▶ **GOAL OF THE EXERCISE**:
Please quote the listing below word for word, leaving out the pictures.

━━━━━━━━━━━━━━━━━━━━

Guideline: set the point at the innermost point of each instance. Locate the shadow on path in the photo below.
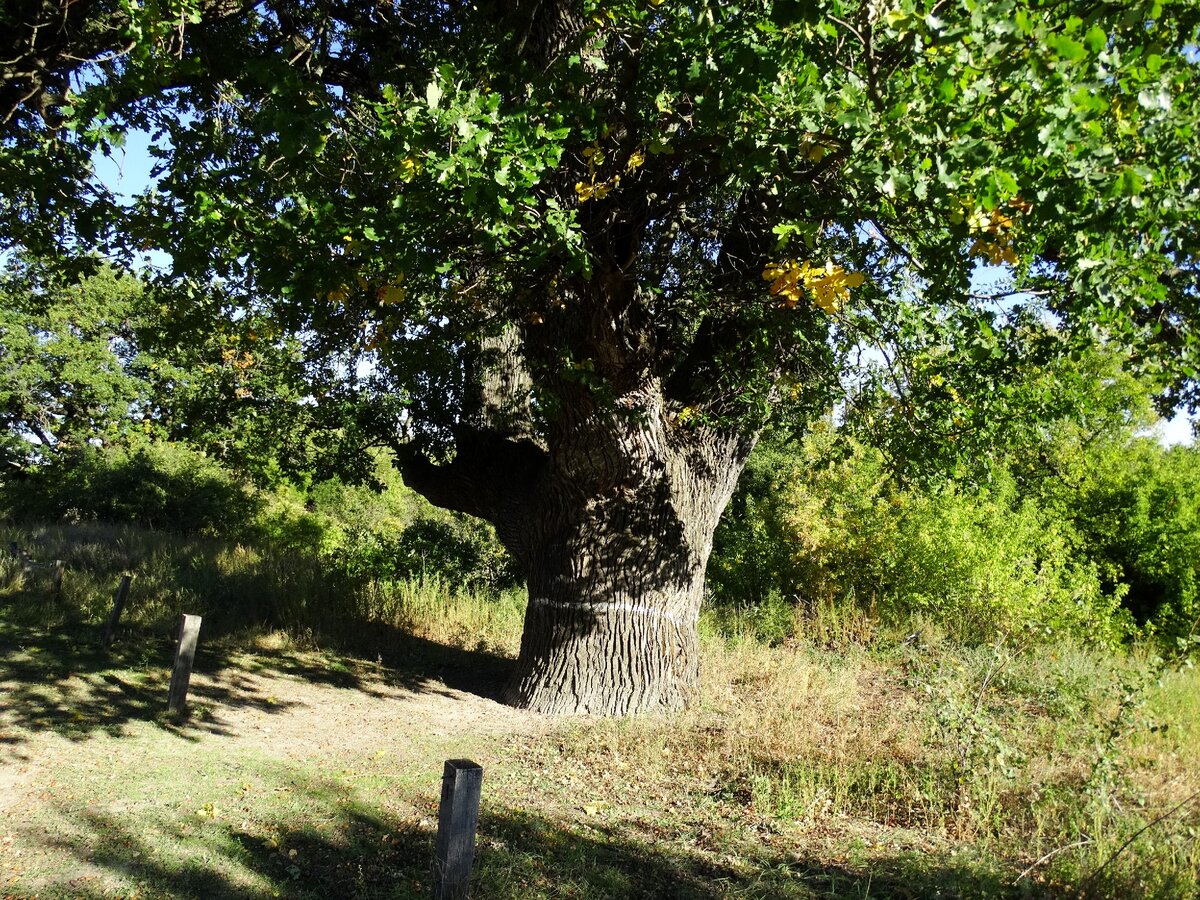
(360, 852)
(64, 679)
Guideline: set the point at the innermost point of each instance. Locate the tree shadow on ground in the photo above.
(65, 679)
(361, 852)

━━━━━━━━━━━━━━━━━━━━

▶ **FULL ANSWER**:
Guideline: set the point at the innermost point of each instance. Locate the shadow on path in the photo below.
(360, 852)
(64, 679)
Guideline: set the point at the innermost point of each instance. Locate the tree shadow on ground in the photo above.
(65, 679)
(361, 852)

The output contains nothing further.